- STATED TASK 1:
Answer these questions using the passage on RDKit structure conversion:
(a) Which open-source cheminformatics software does the HQS Molecules conversion routine use?
(b) What value does EmbedMolecule return when a structure is generated successfully?
(c) What is the stochastic approach behind the "3D embedding" called?
- STATED TASK 2: Output, verbatim, everything in the passage on RDKit structure conversion from "The structure conversion" down to "status = AllChem.EmbedMolecule(molH)".

The structure conversion routine of HQS Molecules makes use of the open-source cheminformatics software RDKit, whose source code is available on GitHub. Given the SMILES string or Molfile, an RDKit molecule object is created and hydrogen atoms are added explicitly if needed. Assuming a valid SMILES string is provided in the variable smiles, the most basic steps are shown in the following code snipped:

from rdkit.Chem import AllChem

mol = AllChem.MolFromSmiles(smiles)
molH = AllChem.AddHs(mol)

status = AllChem.EmbedMolecule(molH)

As can be seen in the code above, in a first step a molecule object is created (MolFromSmiles function), which contains 2D information about the molecule, such as the connectivity. Since most hydrogen atoms are implicit in skeletal formulas and not included in the 2D structure, but are indispensable for a 3D representation of the molecule, they need to be added in a second step (AddHs function). However, the central function for generating 3D structures is the EmbedMolecule, which returns 0 if the structure was generated successfully, and -1 otherwise. This function computes a "3D embedding" based on variants of a stochastic approach referred to as distance geometry (DG). DG differs from standard Monte Carlo or molecular dynamics techniques in that it directly generates structures to satisfy the geometric constraints of the model instead of searching (almost) the entire conformational space to find appropriate structures. As such, it can rapidly find one or more possible solutions but shares with other random methods the inability to guarantee finding all of them.

[Records]
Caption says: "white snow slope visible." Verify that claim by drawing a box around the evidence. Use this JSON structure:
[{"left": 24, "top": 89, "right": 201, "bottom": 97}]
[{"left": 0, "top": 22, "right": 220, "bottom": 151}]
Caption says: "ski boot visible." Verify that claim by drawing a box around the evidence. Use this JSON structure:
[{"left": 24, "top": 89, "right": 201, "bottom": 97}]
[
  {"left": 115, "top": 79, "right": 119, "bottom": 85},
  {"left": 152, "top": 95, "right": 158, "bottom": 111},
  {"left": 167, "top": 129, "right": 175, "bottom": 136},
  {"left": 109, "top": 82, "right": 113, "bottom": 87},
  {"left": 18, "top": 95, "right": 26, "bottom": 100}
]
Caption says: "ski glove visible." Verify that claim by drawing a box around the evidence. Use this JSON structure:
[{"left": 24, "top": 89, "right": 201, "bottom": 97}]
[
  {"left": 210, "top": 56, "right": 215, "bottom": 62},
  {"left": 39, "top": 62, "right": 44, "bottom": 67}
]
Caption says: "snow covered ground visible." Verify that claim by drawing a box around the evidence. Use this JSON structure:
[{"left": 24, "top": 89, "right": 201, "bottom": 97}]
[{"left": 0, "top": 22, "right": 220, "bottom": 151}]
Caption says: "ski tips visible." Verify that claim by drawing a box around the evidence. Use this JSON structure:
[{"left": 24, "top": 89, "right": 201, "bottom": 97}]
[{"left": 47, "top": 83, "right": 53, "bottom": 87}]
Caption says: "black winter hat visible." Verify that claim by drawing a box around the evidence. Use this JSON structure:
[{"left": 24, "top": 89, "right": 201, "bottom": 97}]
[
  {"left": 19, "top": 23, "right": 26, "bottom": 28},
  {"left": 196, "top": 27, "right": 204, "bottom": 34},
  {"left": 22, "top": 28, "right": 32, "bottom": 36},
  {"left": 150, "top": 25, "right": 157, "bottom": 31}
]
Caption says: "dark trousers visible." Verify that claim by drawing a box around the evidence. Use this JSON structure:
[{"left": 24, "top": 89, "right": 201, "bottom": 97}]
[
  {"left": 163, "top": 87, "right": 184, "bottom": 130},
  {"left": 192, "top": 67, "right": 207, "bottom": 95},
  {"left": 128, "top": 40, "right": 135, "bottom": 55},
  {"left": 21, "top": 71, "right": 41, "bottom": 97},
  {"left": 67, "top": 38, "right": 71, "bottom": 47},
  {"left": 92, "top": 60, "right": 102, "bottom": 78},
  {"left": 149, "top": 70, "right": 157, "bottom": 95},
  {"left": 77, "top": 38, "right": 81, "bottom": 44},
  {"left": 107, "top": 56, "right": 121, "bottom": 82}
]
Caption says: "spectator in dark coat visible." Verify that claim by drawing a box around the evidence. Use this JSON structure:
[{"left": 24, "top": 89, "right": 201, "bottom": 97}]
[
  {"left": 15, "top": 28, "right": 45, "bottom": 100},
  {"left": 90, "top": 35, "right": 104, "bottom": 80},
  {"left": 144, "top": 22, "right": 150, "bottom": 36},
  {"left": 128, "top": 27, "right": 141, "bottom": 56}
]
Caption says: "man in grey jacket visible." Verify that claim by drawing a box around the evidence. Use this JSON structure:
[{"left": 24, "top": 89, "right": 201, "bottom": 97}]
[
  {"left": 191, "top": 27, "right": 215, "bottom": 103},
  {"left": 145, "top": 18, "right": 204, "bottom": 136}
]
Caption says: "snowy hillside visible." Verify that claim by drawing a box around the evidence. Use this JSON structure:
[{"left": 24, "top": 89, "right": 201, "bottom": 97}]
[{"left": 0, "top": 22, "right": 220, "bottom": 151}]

- CORRECT RESULT 1:
(a) RDKit
(b) 0
(c) Distance geometry (DG)

- CORRECT RESULT 2:
The structure conversion routine of HQS Molecules makes use of the open-source cheminformatics software RDKit, whose source code is available on GitHub. Given the SMILES string or Molfile, an RDKit molecule object is created and hydrogen atoms are added explicitly if needed. Assuming a valid SMILES string is provided in the variable smiles, the most basic steps are shown in the following code snipped:

from rdkit.Chem import AllChem

mol = AllChem.MolFromSmiles(smiles)
molH = AllChem.AddHs(mol)

status = AllChem.EmbedMolecule(molH)